**Requirement:** Can you copy out every entry below with "return one point per instance" replaced by "give a single point for each instance" and the rest left unchanged?

**Data listing:**
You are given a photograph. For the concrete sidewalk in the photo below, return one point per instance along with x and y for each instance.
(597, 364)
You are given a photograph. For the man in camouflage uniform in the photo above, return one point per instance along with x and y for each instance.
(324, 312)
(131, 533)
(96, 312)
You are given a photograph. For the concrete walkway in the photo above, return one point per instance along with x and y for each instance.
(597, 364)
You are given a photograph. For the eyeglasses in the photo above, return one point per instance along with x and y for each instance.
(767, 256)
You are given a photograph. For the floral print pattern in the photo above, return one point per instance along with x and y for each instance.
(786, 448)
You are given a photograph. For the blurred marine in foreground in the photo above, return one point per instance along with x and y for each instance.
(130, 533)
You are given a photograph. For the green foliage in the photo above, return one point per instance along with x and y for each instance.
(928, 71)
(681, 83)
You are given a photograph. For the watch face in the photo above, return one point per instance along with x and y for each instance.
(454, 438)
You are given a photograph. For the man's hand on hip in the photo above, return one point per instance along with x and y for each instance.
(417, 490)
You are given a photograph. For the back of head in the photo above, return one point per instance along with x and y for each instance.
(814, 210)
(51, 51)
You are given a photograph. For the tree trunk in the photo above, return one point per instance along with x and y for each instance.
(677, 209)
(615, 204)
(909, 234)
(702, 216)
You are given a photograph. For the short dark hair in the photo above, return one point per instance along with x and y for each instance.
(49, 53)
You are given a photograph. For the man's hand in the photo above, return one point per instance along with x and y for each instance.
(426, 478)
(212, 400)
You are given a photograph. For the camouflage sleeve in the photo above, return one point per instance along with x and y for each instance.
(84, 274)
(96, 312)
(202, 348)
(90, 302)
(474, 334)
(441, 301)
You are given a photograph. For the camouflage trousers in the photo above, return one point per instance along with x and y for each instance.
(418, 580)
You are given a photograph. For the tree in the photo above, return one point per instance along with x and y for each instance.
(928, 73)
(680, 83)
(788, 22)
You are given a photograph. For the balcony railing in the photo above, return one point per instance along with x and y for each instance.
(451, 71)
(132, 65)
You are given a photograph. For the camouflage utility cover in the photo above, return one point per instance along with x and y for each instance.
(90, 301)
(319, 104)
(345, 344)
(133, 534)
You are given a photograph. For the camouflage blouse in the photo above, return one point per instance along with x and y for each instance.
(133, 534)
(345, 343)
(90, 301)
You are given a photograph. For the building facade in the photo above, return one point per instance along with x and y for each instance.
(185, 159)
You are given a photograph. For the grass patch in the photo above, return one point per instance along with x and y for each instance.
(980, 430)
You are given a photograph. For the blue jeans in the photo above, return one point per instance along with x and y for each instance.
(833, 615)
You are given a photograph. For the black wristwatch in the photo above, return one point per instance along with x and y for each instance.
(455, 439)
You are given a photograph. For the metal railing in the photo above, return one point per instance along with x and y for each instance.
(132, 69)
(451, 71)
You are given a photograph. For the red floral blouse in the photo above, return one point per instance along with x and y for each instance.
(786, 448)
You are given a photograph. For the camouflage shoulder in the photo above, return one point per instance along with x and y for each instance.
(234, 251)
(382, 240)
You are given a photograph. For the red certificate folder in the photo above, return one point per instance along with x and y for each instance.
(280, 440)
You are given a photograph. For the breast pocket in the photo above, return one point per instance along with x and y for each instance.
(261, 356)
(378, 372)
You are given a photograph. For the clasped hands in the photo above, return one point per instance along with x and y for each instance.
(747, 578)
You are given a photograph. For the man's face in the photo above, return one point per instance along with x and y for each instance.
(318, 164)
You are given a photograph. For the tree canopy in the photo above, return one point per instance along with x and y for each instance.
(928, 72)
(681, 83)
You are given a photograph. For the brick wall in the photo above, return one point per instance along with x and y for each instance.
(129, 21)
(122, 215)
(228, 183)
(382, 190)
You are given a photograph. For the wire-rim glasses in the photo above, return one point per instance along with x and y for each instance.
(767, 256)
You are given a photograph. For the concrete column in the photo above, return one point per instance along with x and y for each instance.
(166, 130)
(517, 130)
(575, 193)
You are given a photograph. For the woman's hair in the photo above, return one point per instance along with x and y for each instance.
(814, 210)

**Task response:**
You are given a photograph. For the concrete sidewalk in the photo below, give a single point for each instance along with x and y for each instance.
(597, 364)
You are given a photograph. For the man in camouflage uniform in the photo above, give a single point for each instance along with x and y for each instance.
(324, 312)
(131, 533)
(96, 312)
You are given a photograph. For the concrete walkway in the photo above, give a single point for each instance along with x and y for each instance.
(597, 364)
You are given a photograph. For the eyeglasses in the photo above, give a single point for each instance along with x and y for each instance.
(767, 256)
You are given a photograph. For the floral print pattern in the photo above, give a single point for each instance along with x and y for each instance.
(786, 448)
You are given a photograph. For the blurred marine in foreground in the photo above, give a single point for each instance along with x and y for each instance.
(130, 533)
You are given a photograph. For the green foliage in the photo above, give a single point for each instance along with x and y for each instance.
(928, 71)
(681, 83)
You are given a photograph. For the watch face in the photo above, give a single point for each instance along with x and y for each instance.
(454, 438)
You are given a photograph. For the man's hand on hip in the photo above, give a single point for each instance along with x and y for each instance.
(417, 490)
You are given a photograph. For the back of head in the photo above, give a single point for each instance along with x and y for each instance.
(814, 210)
(51, 51)
You are given a photograph. For the tree trunk in the photo above, give a single point for each instance along with x and y for each instance.
(677, 209)
(615, 204)
(909, 234)
(702, 216)
You are given a photograph. For the short dark hair in the photo above, give a single point for each instance along with x and y for each instance.
(49, 53)
You are given a photograph. For the man's hand in the photo above, give a single point for each instance along with x and y for each instance.
(426, 478)
(212, 400)
You are given a photograph. For the camouflage sleeve in the photo above, give a single point for each instance along with x and y for each instance.
(84, 274)
(96, 312)
(202, 348)
(90, 302)
(474, 334)
(441, 301)
You are given a photograph. For the camouflage trousers in the photo above, give a single point for each instance along with x and y for each instance.
(418, 580)
You are given a photograph. For the tree in the photo above, give a single point for each instance along with x and y for each instance.
(928, 73)
(680, 83)
(788, 22)
You are given a photograph. For the balcony railing in the photo above, give a single point for each instance along with x and y for each instance.
(451, 71)
(132, 65)
You are given a photograph. For the camouflage utility cover in the photo above, give a single point for each instance along with x and y for each instance.
(90, 301)
(319, 104)
(345, 344)
(133, 534)
You are given a photograph. For the camouflage blouse in the photo above, give a single point for each instance along with x and y for each instance.
(133, 534)
(345, 343)
(90, 301)
You are given a photograph. For the building facade in the photo above, give a single point for each instance along with x and y for each instance.
(185, 159)
You are given a photograph. For the grass patch in the photo above, give a single point for each instance along with x and y for each instance.
(980, 430)
You are given a photograph. For the blue jeans in the photo above, give a single point for each instance along with x and y for each instance.
(833, 615)
You are given a photograph. For the black wristwatch in the photo above, give a single point for each instance along with x and y for each instance.
(455, 439)
You are given a photograph. For the metal railing in the photo above, give a single point for each instance along with x and y for each instance.
(132, 69)
(451, 71)
You are given a photograph. For the red floral blouse in the photo above, give a single point for each instance along with x and y for each instance.
(786, 448)
You are given a photograph. For the camouflage shoulder in the photo above, give a single point for each instance along with x and y for each instance.
(234, 251)
(382, 240)
You are given a photograph. For the red certificate folder in the photo above, give a single point for each instance along with x and y for each instance.
(280, 440)
You are given a photograph. For the breast pocket in the photo above, give a single point for each instance along with x and y for each instance.
(261, 356)
(378, 372)
You are given a photograph. For the clasped hands in the photo above, give a single point for each instance along with x and y for each instance.
(747, 578)
You are given a photograph. For the man's face in the photo above, give a single point for each instance along with x and y for each instance.
(318, 164)
You are given a photograph. For the tree canopy in the photo above, give a single point for each instance along with x and y for each instance.
(928, 72)
(681, 83)
You are given a photograph. For the brick wall in the photo above, give a single point for each instance along with x and y for each instance.
(129, 21)
(122, 215)
(228, 183)
(382, 190)
You are given a photograph. For the wire-rim glasses in the photo above, give a single point for each instance along with x and y for each instance.
(767, 256)
You are given a photograph. For the concrete column in the photo above, give a single point for each instance along with x and y for each instance.
(166, 130)
(517, 130)
(575, 193)
You are given a photograph. For the woman's hair in the photo above, give a single point for each instance along with x and y for each instance.
(814, 210)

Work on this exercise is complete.